§ **What to do**
Copy every line in the rows below that contains the word "outcrop". Case counts, so match its capitalization exactly.

§ **Entries**

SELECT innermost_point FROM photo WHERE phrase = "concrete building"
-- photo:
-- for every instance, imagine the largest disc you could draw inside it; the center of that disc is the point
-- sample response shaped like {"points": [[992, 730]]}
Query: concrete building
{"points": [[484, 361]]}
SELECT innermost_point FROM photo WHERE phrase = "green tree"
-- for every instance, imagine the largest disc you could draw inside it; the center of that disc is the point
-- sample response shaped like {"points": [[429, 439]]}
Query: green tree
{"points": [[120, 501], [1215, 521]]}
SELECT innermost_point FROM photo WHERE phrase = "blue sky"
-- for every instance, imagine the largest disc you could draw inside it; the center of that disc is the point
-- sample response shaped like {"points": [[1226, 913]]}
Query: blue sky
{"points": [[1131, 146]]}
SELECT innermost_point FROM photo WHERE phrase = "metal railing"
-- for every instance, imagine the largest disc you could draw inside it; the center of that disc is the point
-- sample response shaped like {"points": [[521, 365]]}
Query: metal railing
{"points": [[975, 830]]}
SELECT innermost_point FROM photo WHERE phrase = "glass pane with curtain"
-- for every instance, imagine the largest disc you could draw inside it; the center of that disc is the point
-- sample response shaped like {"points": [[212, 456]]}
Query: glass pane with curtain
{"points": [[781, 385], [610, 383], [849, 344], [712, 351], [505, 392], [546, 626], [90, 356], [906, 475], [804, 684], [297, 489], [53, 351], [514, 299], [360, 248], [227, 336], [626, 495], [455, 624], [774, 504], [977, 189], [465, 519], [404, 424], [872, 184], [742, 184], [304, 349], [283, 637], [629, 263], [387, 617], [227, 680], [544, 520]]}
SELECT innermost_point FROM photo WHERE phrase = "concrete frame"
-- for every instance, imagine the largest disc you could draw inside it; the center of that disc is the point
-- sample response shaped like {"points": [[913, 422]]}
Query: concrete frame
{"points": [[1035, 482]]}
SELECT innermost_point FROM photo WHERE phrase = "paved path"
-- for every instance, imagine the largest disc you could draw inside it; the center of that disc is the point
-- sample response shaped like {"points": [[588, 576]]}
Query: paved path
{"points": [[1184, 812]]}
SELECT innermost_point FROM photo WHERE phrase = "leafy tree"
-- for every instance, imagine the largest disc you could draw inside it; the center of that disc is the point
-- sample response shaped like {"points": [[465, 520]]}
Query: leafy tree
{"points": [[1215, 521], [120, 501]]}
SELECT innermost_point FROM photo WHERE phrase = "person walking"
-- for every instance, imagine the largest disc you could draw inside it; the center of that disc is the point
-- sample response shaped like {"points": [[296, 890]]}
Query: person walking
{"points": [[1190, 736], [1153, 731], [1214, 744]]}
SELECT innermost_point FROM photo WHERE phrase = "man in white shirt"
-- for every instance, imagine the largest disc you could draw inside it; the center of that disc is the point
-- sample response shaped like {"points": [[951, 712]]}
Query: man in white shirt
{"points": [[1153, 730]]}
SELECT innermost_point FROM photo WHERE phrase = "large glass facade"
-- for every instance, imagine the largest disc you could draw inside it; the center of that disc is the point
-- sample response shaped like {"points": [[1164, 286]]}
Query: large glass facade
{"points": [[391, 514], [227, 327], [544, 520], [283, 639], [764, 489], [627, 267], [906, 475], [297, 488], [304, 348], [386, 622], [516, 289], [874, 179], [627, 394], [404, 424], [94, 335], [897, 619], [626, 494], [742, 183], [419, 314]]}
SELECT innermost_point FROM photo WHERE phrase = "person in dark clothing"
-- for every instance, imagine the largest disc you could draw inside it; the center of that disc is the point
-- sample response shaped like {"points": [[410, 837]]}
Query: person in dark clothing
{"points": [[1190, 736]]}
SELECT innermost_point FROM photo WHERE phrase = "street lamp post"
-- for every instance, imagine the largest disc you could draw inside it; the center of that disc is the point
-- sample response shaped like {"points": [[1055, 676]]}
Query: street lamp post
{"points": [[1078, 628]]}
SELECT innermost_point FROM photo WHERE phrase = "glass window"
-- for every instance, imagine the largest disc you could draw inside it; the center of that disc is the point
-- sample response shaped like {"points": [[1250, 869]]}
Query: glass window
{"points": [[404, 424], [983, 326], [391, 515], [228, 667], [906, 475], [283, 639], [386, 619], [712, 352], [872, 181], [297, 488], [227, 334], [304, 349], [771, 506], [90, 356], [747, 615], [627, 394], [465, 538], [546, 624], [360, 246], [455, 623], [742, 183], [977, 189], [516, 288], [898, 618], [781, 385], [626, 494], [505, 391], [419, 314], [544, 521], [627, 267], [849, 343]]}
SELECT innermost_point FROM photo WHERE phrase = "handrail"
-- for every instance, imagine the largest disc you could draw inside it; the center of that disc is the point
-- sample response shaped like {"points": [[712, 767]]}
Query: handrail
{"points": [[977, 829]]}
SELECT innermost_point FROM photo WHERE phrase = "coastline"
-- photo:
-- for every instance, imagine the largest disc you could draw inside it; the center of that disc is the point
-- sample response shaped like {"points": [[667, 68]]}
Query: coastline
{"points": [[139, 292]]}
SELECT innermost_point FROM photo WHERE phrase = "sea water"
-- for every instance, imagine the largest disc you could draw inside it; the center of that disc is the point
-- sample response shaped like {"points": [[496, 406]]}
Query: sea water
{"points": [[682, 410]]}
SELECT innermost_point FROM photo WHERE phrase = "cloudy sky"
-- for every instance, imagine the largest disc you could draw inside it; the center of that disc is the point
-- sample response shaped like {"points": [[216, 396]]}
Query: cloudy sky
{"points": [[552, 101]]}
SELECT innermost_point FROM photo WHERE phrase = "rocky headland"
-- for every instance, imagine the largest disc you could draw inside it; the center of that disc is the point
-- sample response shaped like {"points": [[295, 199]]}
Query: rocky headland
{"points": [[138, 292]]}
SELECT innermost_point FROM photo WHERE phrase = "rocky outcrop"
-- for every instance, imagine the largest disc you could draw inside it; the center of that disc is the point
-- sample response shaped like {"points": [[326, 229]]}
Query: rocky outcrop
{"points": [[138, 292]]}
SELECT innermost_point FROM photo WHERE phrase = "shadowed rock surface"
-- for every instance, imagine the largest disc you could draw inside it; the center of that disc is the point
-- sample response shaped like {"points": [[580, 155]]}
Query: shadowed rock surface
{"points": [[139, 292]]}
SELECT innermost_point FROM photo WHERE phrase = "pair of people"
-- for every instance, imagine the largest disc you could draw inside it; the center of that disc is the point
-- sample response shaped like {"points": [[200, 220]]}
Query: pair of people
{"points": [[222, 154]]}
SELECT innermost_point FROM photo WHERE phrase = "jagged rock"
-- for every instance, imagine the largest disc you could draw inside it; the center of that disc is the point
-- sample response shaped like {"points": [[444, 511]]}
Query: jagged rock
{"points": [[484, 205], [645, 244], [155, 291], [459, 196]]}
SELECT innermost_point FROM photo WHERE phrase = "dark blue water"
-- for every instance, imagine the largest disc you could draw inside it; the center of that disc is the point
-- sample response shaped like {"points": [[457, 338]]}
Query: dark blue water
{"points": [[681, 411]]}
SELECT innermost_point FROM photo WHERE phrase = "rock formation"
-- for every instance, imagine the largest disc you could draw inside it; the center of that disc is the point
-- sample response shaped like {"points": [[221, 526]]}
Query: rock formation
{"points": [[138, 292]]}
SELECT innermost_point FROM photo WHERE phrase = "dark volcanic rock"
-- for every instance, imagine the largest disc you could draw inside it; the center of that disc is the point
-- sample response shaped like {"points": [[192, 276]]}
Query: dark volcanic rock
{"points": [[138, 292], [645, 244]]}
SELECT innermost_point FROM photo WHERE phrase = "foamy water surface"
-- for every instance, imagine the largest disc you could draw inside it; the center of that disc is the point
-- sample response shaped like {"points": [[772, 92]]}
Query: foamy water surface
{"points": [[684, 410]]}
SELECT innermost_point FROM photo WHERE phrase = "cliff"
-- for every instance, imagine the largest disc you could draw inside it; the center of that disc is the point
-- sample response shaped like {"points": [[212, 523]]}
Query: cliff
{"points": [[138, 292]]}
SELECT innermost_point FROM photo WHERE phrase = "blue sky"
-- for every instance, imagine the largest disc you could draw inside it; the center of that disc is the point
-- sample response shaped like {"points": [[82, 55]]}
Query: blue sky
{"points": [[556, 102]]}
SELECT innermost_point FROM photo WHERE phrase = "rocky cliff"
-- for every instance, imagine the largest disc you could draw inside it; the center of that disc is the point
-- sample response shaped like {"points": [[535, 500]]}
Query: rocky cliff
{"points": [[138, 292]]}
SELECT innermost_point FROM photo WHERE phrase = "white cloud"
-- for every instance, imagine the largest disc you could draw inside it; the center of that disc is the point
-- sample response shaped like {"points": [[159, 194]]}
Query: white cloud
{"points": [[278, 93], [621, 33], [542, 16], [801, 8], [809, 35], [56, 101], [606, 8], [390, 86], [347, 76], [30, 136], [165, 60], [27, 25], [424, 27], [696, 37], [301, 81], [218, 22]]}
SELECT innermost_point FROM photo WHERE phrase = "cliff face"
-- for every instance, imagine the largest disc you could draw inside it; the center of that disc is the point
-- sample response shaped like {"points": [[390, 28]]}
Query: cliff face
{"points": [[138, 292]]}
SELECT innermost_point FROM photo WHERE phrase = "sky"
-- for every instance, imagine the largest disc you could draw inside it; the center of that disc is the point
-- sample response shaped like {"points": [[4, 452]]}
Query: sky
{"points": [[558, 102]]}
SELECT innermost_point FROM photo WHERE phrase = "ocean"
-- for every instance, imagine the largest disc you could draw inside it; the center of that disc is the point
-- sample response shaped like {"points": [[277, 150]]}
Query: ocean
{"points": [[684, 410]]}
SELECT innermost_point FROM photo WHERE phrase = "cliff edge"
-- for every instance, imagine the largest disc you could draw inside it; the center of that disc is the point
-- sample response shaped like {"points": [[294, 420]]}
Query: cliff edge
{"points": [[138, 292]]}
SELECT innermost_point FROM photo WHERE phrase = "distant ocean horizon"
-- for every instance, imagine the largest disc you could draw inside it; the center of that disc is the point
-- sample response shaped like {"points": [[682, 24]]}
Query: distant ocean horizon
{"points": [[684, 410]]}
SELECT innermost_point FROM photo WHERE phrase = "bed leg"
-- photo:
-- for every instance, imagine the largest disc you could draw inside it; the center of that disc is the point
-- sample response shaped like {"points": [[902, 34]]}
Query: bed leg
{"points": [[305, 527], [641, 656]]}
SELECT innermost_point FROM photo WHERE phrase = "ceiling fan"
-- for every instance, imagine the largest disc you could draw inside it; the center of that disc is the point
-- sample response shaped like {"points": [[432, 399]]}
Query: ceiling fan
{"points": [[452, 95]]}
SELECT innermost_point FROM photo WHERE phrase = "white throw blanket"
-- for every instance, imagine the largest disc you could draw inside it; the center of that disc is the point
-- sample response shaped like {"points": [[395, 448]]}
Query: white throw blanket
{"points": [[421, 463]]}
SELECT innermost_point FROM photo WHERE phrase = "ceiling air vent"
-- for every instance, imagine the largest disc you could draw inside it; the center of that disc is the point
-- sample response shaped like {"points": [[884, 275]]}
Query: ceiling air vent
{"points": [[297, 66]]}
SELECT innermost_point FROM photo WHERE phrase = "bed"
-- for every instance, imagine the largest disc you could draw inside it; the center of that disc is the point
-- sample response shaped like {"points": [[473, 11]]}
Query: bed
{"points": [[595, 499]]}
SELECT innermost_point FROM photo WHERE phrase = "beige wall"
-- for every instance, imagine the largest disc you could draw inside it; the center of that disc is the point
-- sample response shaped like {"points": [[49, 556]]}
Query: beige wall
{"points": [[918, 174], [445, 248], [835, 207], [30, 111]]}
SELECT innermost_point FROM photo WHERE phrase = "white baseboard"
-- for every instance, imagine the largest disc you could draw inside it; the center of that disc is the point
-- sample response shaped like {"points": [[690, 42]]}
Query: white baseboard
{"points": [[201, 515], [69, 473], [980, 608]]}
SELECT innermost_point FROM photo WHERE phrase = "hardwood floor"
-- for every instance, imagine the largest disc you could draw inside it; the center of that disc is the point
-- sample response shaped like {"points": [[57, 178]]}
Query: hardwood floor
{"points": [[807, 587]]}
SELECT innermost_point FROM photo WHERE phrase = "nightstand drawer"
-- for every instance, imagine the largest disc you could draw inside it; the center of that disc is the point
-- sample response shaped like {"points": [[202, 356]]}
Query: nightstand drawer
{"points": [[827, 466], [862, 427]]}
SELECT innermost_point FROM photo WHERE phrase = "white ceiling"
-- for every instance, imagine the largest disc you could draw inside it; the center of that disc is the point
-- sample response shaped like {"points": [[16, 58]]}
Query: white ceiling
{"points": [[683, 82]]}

§ **Solution for this problem**
SELECT innermost_point FROM photo WHERE phrase = "rocky outcrop"
Query: rocky outcrop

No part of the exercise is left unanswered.